> [CONSIGNE]
Rassemblez toutes les lignes qui contiennent le mot « rough » et recopiez-les, en respectant la casse.

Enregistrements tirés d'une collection
= = = =

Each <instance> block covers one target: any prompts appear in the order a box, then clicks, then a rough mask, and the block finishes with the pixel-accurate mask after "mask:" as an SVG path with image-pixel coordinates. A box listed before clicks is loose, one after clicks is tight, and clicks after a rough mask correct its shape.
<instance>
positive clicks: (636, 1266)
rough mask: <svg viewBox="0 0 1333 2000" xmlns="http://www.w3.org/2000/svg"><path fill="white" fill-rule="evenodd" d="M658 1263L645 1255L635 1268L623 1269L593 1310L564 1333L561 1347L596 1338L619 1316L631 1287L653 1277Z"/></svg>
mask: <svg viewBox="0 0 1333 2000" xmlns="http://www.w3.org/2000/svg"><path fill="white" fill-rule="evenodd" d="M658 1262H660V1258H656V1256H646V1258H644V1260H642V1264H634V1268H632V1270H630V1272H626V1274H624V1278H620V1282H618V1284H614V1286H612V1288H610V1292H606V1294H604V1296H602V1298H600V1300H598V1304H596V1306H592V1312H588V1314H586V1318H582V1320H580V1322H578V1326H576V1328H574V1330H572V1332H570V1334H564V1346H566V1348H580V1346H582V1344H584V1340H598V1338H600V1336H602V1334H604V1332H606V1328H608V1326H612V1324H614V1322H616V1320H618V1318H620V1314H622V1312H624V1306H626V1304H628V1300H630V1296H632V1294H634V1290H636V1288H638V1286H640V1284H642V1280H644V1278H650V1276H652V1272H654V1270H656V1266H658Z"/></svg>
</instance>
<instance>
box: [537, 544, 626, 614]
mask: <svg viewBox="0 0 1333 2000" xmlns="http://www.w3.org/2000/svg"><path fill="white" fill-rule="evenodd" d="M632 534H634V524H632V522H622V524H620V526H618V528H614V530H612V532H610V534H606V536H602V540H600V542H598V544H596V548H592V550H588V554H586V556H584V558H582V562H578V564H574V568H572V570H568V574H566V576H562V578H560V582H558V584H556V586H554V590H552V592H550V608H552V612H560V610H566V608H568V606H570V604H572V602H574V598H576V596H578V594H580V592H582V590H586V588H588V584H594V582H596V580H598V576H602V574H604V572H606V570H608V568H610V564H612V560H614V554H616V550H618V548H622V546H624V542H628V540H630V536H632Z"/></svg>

= = = =

> [RÉPONSE FINALE]
Each <instance> block covers one target: any prompts appear in the order a box, then clicks, then a rough mask, and the block finishes with the pixel-accurate mask after "mask:" as an SVG path with image-pixel coordinates. A box listed before clicks is loose, one after clicks is tight, and clicks after a rough mask correct its shape.
rough mask: <svg viewBox="0 0 1333 2000" xmlns="http://www.w3.org/2000/svg"><path fill="white" fill-rule="evenodd" d="M658 1263L645 1255L635 1268L623 1269L593 1310L564 1333L561 1347L596 1338L619 1316L631 1287L653 1277Z"/></svg>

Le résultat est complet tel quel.